**Saved data entries**
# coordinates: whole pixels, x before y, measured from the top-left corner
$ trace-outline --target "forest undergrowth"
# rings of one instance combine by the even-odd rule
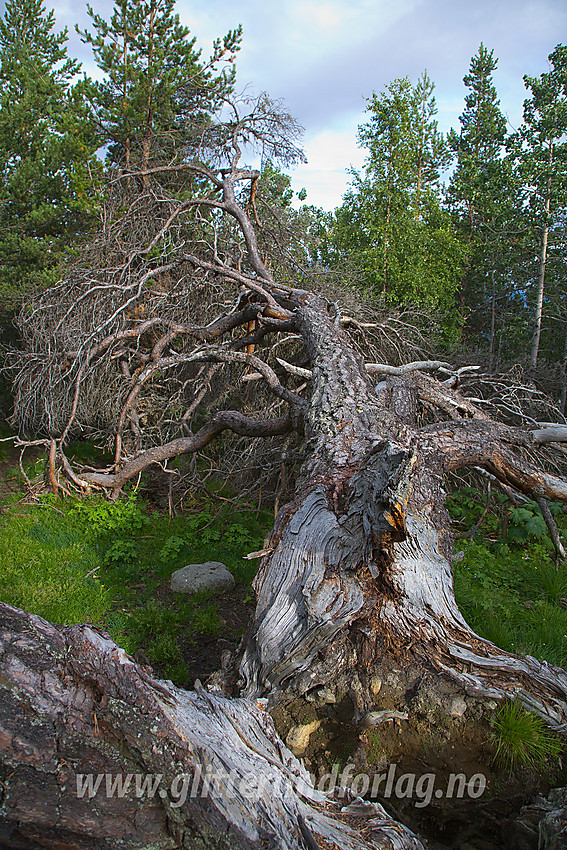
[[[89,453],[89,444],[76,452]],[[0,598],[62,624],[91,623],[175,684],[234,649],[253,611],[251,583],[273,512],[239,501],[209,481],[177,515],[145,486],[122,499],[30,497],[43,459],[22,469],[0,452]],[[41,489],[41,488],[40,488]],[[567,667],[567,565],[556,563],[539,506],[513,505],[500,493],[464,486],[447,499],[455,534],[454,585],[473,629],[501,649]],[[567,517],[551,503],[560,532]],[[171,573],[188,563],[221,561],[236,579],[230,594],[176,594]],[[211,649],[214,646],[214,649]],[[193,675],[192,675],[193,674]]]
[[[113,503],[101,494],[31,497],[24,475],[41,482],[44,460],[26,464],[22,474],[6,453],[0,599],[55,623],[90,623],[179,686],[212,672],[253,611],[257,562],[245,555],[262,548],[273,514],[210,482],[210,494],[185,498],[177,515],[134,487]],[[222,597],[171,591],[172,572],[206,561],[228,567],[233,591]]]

* * *

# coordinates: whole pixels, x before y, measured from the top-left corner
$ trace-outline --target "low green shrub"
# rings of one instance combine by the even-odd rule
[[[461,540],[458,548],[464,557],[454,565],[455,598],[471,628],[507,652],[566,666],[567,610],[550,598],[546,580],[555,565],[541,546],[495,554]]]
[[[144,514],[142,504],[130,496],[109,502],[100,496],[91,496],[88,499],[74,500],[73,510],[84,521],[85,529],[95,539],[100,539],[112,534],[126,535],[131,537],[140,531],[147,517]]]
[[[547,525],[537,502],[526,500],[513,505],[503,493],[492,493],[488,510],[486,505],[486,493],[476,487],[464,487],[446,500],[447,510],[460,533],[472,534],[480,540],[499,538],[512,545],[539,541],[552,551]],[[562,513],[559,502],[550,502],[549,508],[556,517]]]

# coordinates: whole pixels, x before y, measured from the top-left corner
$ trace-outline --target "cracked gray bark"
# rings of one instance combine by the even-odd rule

**DESCRIPTION OF THE TASK**
Scan the records for the word "trace". Copy each line where it turns up.

**RESULT**
$ trace-outline --target "forest undergrowth"
$ trace-outline --target "low green shrub"
$ trace-outline --target "cracked gray bark"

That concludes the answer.